* Text segment
Sopo Jokhadze, 24 years old, Tbilisi

,,I have two children. Tsotne is 4 years old, Ioane – two and a half years old. I was 22 weeks pregnant when doctors diagnosed Ioane with Microcephaly. When I heard it, my first question was if the child could live. I couldn’t think about anything else. They answered that yes, he could. After consulting with a geneticist, they offered to terminate the pregnancy with artificial delivery. I was faced with a choice, which was unexpected and I asked, nervously, why did they ask me that if the fetus’s life wasn’t in danger. I realized later that it was their duty to do so… after that my pregnancy continued as usual.

Microcephaly is a condition when the brain is three times smaller than normal and the brain folds are broadened. Ioane was also diagnosed with epilepsy and has been having prolonged seizures since he was seven months old, and it damaged his brain even more — more than half of his brain is already atrophied. Because of this, we stopped the therapy and exercises, which was supposed to help his physical development. He can’t sit independently; his motor skills are limited.

* Problem description
Condense the paragraph in the account of Ioane's diagnosis that begins "Microcephaly is a condition" into a short list that keeps its main facts.

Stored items

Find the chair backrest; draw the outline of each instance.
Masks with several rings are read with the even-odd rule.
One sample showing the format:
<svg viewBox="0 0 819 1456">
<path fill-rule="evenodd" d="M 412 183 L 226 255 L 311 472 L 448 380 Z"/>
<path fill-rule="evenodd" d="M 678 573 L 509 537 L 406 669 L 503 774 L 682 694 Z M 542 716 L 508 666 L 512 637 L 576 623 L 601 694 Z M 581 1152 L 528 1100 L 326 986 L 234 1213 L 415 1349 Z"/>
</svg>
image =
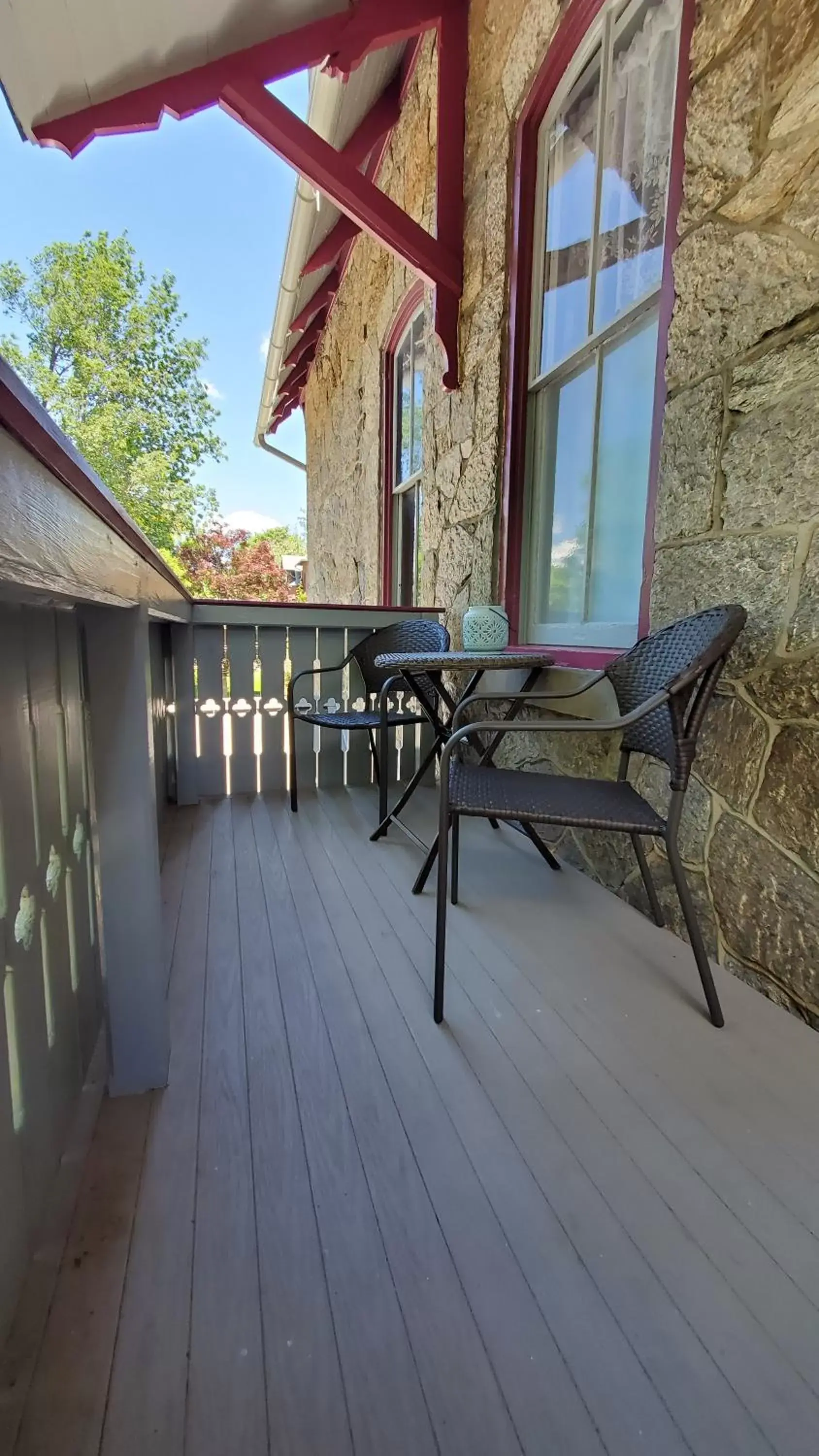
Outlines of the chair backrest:
<svg viewBox="0 0 819 1456">
<path fill-rule="evenodd" d="M 605 670 L 621 713 L 671 689 L 668 703 L 624 732 L 623 748 L 668 763 L 672 789 L 688 783 L 706 709 L 746 620 L 745 607 L 707 607 L 652 632 Z"/>
<path fill-rule="evenodd" d="M 450 633 L 441 622 L 432 617 L 410 617 L 407 622 L 393 622 L 388 628 L 377 628 L 353 648 L 352 655 L 364 678 L 367 696 L 380 693 L 391 670 L 375 667 L 381 652 L 448 652 Z M 419 687 L 435 702 L 436 689 L 432 678 L 420 674 Z"/>
</svg>

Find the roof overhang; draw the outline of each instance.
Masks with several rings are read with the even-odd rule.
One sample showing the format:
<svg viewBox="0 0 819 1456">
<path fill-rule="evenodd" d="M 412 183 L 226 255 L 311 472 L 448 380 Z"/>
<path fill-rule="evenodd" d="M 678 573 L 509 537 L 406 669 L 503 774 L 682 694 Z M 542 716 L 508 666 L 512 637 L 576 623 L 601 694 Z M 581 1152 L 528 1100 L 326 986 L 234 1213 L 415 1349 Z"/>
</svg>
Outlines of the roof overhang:
<svg viewBox="0 0 819 1456">
<path fill-rule="evenodd" d="M 420 39 L 420 38 L 419 38 Z M 307 124 L 375 179 L 415 68 L 419 39 L 372 51 L 343 82 L 313 71 Z M 298 368 L 313 358 L 361 229 L 304 178 L 298 178 L 287 239 L 256 441 L 297 408 Z"/>
<path fill-rule="evenodd" d="M 337 0 L 208 0 L 112 10 L 109 0 L 52 0 L 54 26 L 44 26 L 41 7 L 35 19 L 25 0 L 6 0 L 0 79 L 26 134 L 71 157 L 95 137 L 151 130 L 163 115 L 183 119 L 218 105 L 300 173 L 292 252 L 288 245 L 291 264 L 298 262 L 298 287 L 289 275 L 282 280 L 265 381 L 271 414 L 260 418 L 257 438 L 303 400 L 361 230 L 432 285 L 435 332 L 447 357 L 444 383 L 454 389 L 468 0 L 349 0 L 343 9 Z M 438 36 L 434 233 L 374 182 L 418 39 L 429 29 Z M 236 50 L 239 39 L 246 44 Z M 304 122 L 268 86 L 307 68 L 316 76 Z M 316 232 L 316 220 L 307 227 L 304 208 L 319 194 L 326 202 Z"/>
<path fill-rule="evenodd" d="M 0 4 L 0 74 L 20 128 L 36 140 L 48 122 L 195 74 L 288 32 L 311 29 L 320 48 L 332 33 L 323 35 L 320 22 L 335 16 L 340 29 L 348 13 L 345 0 L 58 0 L 49 6 L 6 0 Z M 327 54 L 295 55 L 292 68 L 320 64 Z"/>
</svg>

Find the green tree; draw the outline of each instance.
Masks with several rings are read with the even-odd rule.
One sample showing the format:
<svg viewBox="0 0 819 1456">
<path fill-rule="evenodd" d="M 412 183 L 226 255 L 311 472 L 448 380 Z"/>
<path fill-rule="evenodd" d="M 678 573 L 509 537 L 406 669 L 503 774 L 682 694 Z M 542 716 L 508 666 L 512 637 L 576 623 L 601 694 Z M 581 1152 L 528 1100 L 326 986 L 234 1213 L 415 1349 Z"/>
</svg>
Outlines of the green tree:
<svg viewBox="0 0 819 1456">
<path fill-rule="evenodd" d="M 307 555 L 307 540 L 304 533 L 300 530 L 292 530 L 289 526 L 271 526 L 266 531 L 259 531 L 252 537 L 255 542 L 269 542 L 273 549 L 273 556 L 281 565 L 282 556 L 305 556 Z"/>
<path fill-rule="evenodd" d="M 0 349 L 156 546 L 173 550 L 215 514 L 196 483 L 223 457 L 170 274 L 148 278 L 127 236 L 49 243 L 23 272 L 0 264 L 0 304 L 25 344 Z"/>
</svg>

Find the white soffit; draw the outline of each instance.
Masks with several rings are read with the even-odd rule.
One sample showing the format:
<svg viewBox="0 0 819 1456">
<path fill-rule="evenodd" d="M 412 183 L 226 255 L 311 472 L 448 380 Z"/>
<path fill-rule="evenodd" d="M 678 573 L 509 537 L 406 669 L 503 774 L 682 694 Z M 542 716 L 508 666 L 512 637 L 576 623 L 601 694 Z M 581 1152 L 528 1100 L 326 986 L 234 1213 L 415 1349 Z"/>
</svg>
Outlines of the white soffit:
<svg viewBox="0 0 819 1456">
<path fill-rule="evenodd" d="M 269 41 L 345 0 L 0 0 L 0 80 L 20 128 Z"/>
</svg>

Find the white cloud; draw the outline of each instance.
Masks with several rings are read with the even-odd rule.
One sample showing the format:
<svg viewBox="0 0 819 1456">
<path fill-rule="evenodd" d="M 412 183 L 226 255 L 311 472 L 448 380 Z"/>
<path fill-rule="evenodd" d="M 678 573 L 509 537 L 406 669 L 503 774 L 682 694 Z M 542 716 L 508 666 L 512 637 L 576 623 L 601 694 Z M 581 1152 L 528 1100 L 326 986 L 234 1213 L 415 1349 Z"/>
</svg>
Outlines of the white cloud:
<svg viewBox="0 0 819 1456">
<path fill-rule="evenodd" d="M 233 531 L 272 531 L 273 526 L 281 526 L 273 515 L 263 515 L 262 511 L 231 511 L 225 518 L 225 526 Z"/>
</svg>

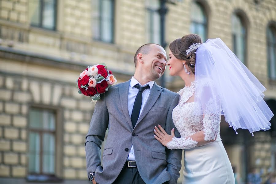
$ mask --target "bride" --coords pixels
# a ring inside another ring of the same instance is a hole
[[[221,115],[235,131],[247,129],[254,136],[269,129],[273,114],[263,99],[265,89],[219,38],[202,44],[190,34],[169,48],[170,74],[185,85],[172,114],[181,137],[159,125],[154,136],[169,149],[184,149],[183,183],[234,184],[220,136]]]

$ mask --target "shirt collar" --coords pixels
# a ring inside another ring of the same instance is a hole
[[[137,80],[135,79],[135,78],[134,78],[134,76],[133,76],[132,78],[131,78],[131,79],[130,80],[130,87],[131,87],[131,88],[133,88],[133,86],[137,84],[139,84],[139,85],[140,85],[140,86],[143,87],[144,87],[147,86],[147,85],[148,84],[148,85],[150,86],[150,88],[151,90],[151,88],[152,87],[152,86],[153,86],[153,84],[154,84],[154,81],[150,81],[144,85],[142,86],[142,84],[140,84],[140,82],[138,82]]]

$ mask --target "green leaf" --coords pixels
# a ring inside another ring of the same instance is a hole
[[[100,65],[103,65],[105,66],[105,68],[107,68],[107,67],[106,67],[106,65],[105,64],[105,63],[101,63],[100,64],[99,64]]]
[[[101,99],[101,96],[93,96],[92,97],[92,99],[93,100],[98,100]]]

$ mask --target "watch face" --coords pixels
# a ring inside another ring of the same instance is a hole
[[[93,174],[92,174],[92,173],[90,173],[90,174],[89,174],[89,179],[92,180],[93,179],[94,179],[94,178],[94,178],[93,176],[94,176],[93,175]]]

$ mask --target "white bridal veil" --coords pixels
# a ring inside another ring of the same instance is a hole
[[[224,115],[235,130],[270,128],[273,114],[263,99],[266,89],[221,40],[208,40],[196,56],[195,102],[204,114]]]

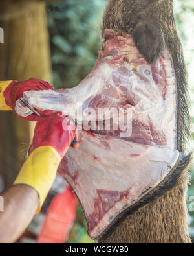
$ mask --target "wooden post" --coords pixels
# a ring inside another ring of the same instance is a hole
[[[32,77],[51,82],[45,3],[1,1],[0,80],[23,81]],[[34,124],[19,119],[13,111],[0,112],[0,173],[6,187],[14,180],[25,159]]]

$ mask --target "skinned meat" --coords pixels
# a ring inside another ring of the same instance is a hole
[[[92,121],[102,125],[111,121],[107,130],[80,131],[80,147],[69,149],[59,169],[82,205],[92,238],[155,188],[179,156],[176,79],[168,49],[149,64],[131,36],[105,30],[103,38],[95,66],[78,86],[27,91],[23,97],[39,110],[63,111],[78,120],[81,108],[81,122],[88,108],[96,111],[90,115]],[[120,127],[114,130],[114,113],[102,116],[99,108],[107,108],[105,113],[111,108],[122,108],[125,121],[130,113],[130,133],[123,136]],[[17,111],[23,115],[22,108]]]

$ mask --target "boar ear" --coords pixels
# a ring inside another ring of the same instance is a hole
[[[155,25],[146,21],[140,21],[133,32],[135,43],[149,63],[160,57],[165,47],[165,41],[162,30]]]

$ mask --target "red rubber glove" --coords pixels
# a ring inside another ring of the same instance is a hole
[[[51,146],[63,158],[78,132],[73,122],[61,112],[45,110],[35,126],[32,144],[29,153],[35,148]]]
[[[6,104],[14,110],[15,110],[16,101],[23,97],[25,91],[48,89],[53,90],[54,89],[47,82],[43,81],[41,79],[30,78],[25,82],[12,80],[4,90],[3,96]],[[40,111],[38,111],[40,113]],[[16,115],[18,117],[25,120],[34,121],[39,119],[34,113],[26,117],[21,117],[17,113]]]
[[[54,181],[61,160],[77,137],[72,121],[61,112],[46,110],[37,122],[30,156],[14,184],[28,185],[36,190],[39,196],[38,212]]]

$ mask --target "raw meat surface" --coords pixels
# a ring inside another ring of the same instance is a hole
[[[156,187],[177,162],[177,86],[166,48],[149,64],[129,35],[106,30],[92,71],[73,89],[28,91],[23,99],[39,110],[63,111],[81,121],[87,108],[130,110],[128,136],[122,129],[82,130],[80,146],[70,148],[59,171],[73,187],[85,213],[89,233],[97,237],[124,209]],[[81,106],[77,102],[82,102]],[[21,115],[22,108],[19,111]],[[109,112],[108,110],[106,110]],[[103,124],[111,117],[91,115]],[[128,123],[127,123],[128,124]]]

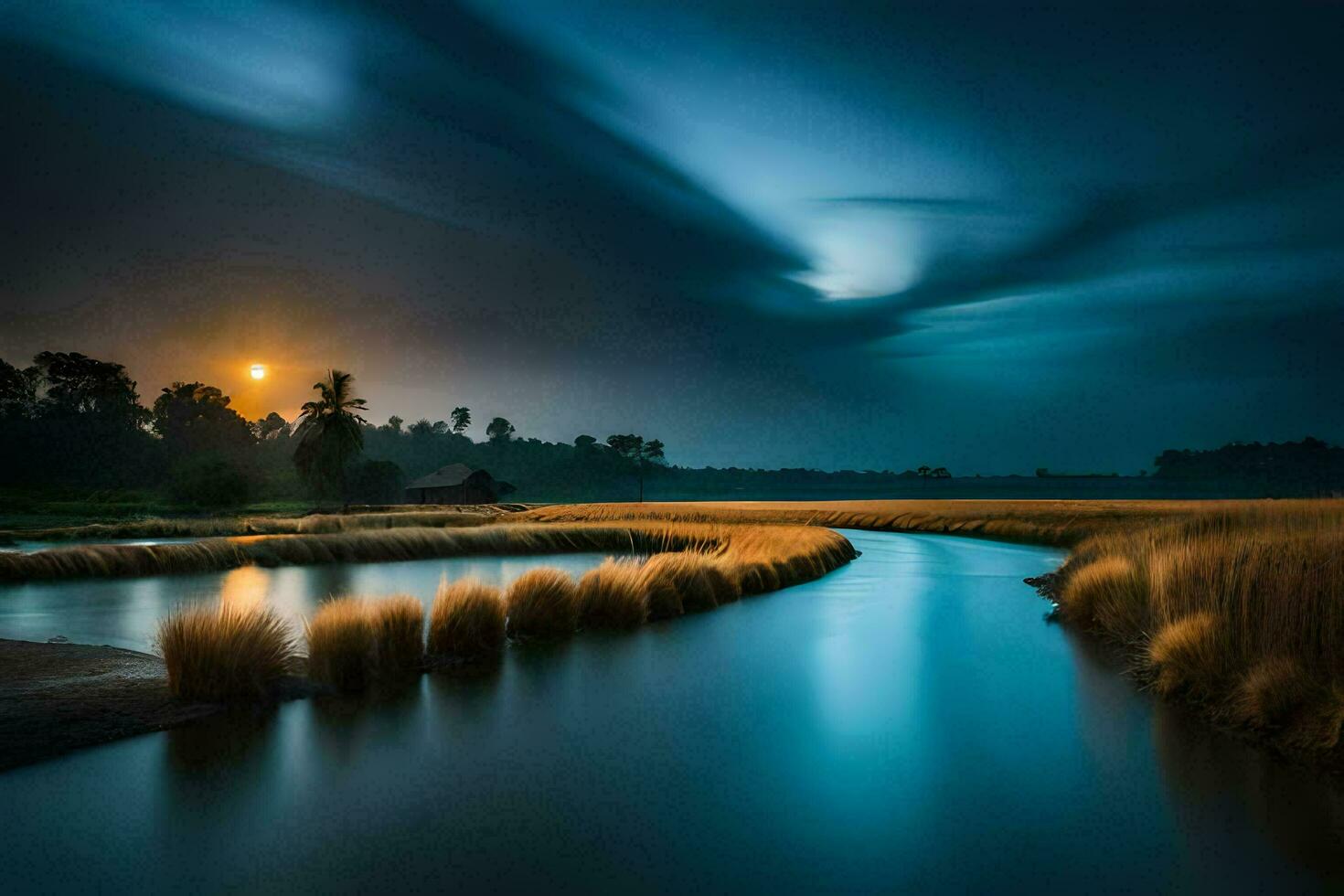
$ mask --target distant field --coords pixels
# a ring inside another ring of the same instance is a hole
[[[1344,500],[570,505],[551,523],[806,523],[1071,548],[1043,590],[1134,678],[1313,762],[1344,766]]]
[[[667,504],[566,504],[536,508],[538,521],[684,520],[688,523],[789,523],[880,532],[938,532],[1054,547],[1164,520],[1255,506],[1247,501],[698,501]],[[1320,501],[1274,501],[1274,506]],[[1344,506],[1344,501],[1336,501]]]

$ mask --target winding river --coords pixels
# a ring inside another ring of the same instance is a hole
[[[1344,799],[1154,705],[1020,583],[1059,552],[845,533],[829,576],[513,647],[371,704],[0,775],[0,892],[1262,892],[1344,885]],[[0,590],[0,637],[144,649],[176,600],[429,598],[594,556]]]

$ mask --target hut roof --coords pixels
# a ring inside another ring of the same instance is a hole
[[[465,463],[449,463],[448,466],[439,467],[430,473],[429,476],[422,476],[414,482],[409,484],[409,489],[439,489],[450,485],[461,485],[474,473],[472,467]],[[487,474],[489,476],[489,474]]]

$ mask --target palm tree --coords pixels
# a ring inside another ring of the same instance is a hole
[[[345,485],[345,463],[364,447],[366,420],[359,411],[368,410],[364,399],[355,398],[355,377],[344,371],[327,371],[327,379],[313,383],[316,402],[306,402],[294,431],[294,466],[319,494]]]

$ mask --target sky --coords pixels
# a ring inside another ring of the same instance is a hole
[[[337,367],[376,420],[696,466],[1344,442],[1341,34],[1328,3],[0,3],[0,357],[249,416]]]

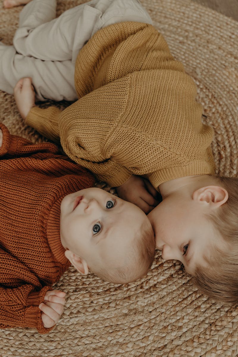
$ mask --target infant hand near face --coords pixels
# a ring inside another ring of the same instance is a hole
[[[42,311],[41,320],[44,327],[52,327],[60,320],[65,303],[65,293],[60,290],[46,292],[44,302],[39,305]]]

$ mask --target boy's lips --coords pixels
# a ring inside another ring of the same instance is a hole
[[[76,197],[76,199],[75,199],[75,200],[74,201],[73,211],[74,211],[74,210],[77,207],[77,206],[78,206],[79,205],[80,203],[81,202],[81,200],[82,199],[83,197],[83,196],[78,196],[78,197]]]

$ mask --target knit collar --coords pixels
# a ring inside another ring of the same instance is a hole
[[[65,250],[60,240],[60,204],[63,197],[58,198],[51,208],[47,219],[46,232],[49,245],[56,260],[63,265],[69,263],[69,265],[65,256]]]

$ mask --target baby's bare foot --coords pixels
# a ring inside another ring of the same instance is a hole
[[[10,9],[14,6],[24,5],[30,2],[31,0],[4,0],[3,6],[5,9]]]

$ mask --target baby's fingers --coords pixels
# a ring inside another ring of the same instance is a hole
[[[43,326],[46,328],[49,328],[55,325],[55,322],[52,318],[49,317],[47,315],[42,312],[41,314],[41,320],[43,322]]]
[[[65,299],[64,297],[60,297],[56,295],[50,295],[48,298],[47,301],[51,302],[55,302],[61,305],[64,305],[65,303]]]
[[[54,310],[55,312],[57,313],[57,314],[59,315],[59,319],[64,311],[64,305],[62,305],[61,304],[58,304],[55,302],[51,302],[50,301],[45,301],[44,303],[45,305],[46,305],[47,306],[50,307],[51,310]],[[53,318],[53,315],[50,317]]]
[[[41,310],[42,312],[44,312],[44,313],[47,315],[47,316],[53,320],[54,322],[54,325],[59,320],[60,317],[60,315],[55,310],[52,308],[50,306],[47,306],[46,304],[41,303],[39,305],[39,308],[40,310]],[[42,321],[43,321],[43,320]],[[51,326],[53,326],[53,325],[51,325]],[[46,327],[46,326],[45,326],[45,327]],[[51,326],[49,326],[49,327],[51,327]]]

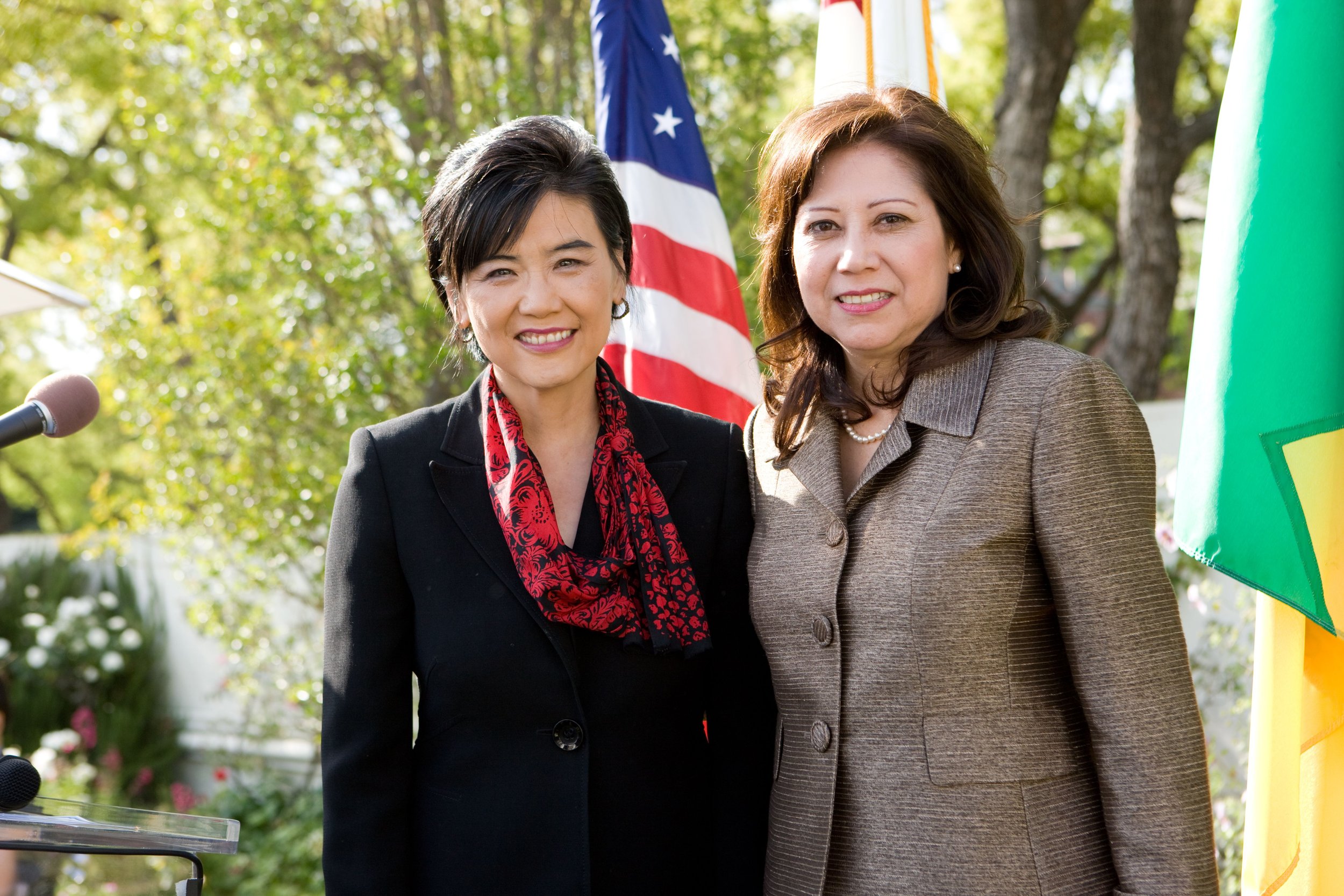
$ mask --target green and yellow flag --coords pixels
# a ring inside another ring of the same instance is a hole
[[[1176,490],[1261,591],[1243,896],[1344,895],[1344,1],[1243,0]]]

* Expected output
- Microcephaly: the brain is three times smaller than normal, and the brain folds are broadened.
- Ioane also has epilepsy, with prolonged seizures since he was seven months old.
- The seizures damaged his brain further, and more than half of it is already atrophied.
- Because of this, the therapy and exercises meant to help his physical development were stopped.
- He can't sit independently, and his motor skills are limited.